** begin **

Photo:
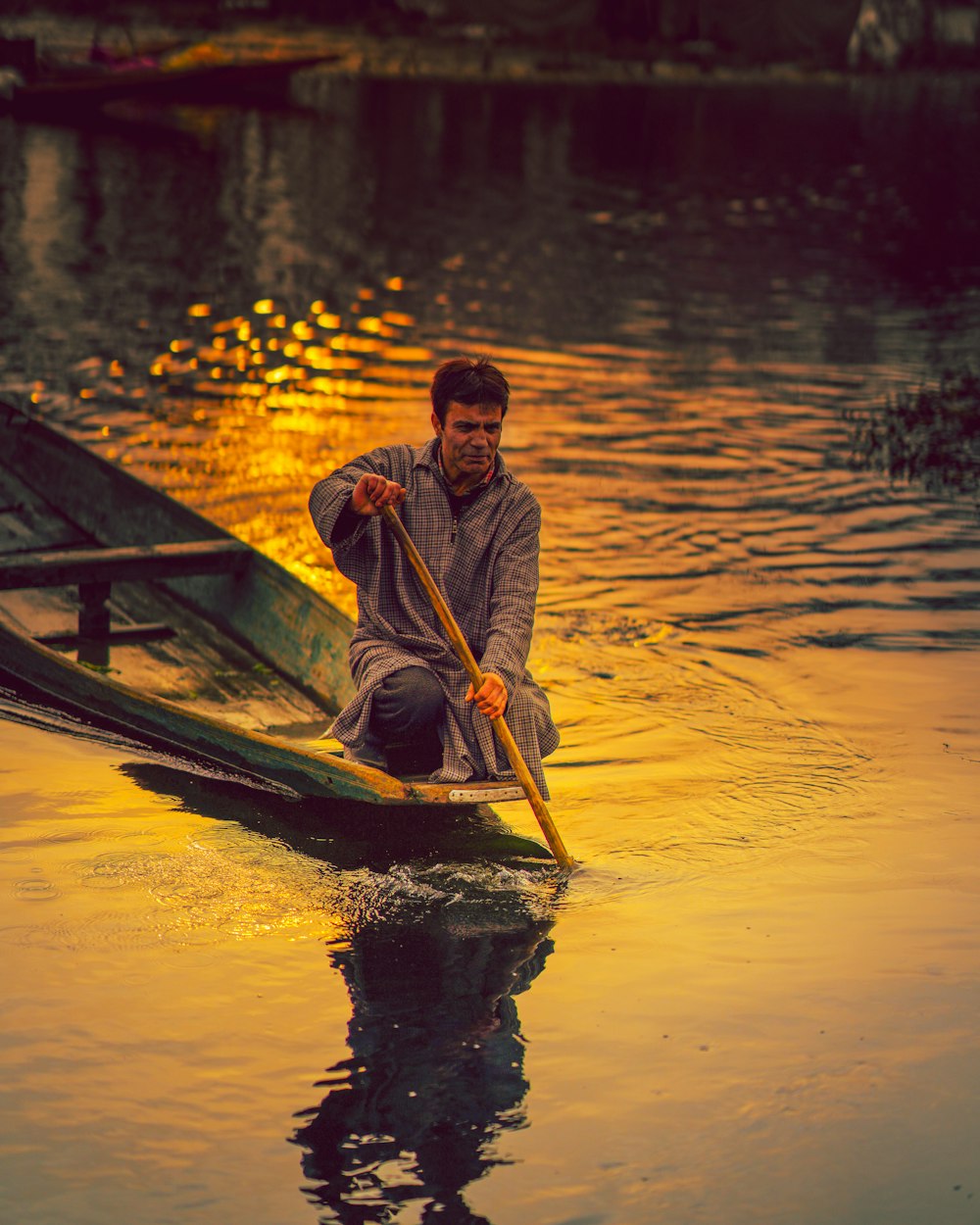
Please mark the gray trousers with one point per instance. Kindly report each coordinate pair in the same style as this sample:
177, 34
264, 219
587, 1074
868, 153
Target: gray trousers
406, 718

** end **

GIVEN EXERCISE: Write out every line of the entries again without the pictures, leaving the requests and their sample coordinates unchanged, and shift each coordinate in the answers up by 24.

OUTPUT FOR THIS TASK:
Photo:
Please mark the gray trousers with one point per instance. Kindly report each coordinate pair in the same style as this sample:
177, 34
264, 219
587, 1074
868, 153
Target: gray trousers
430, 742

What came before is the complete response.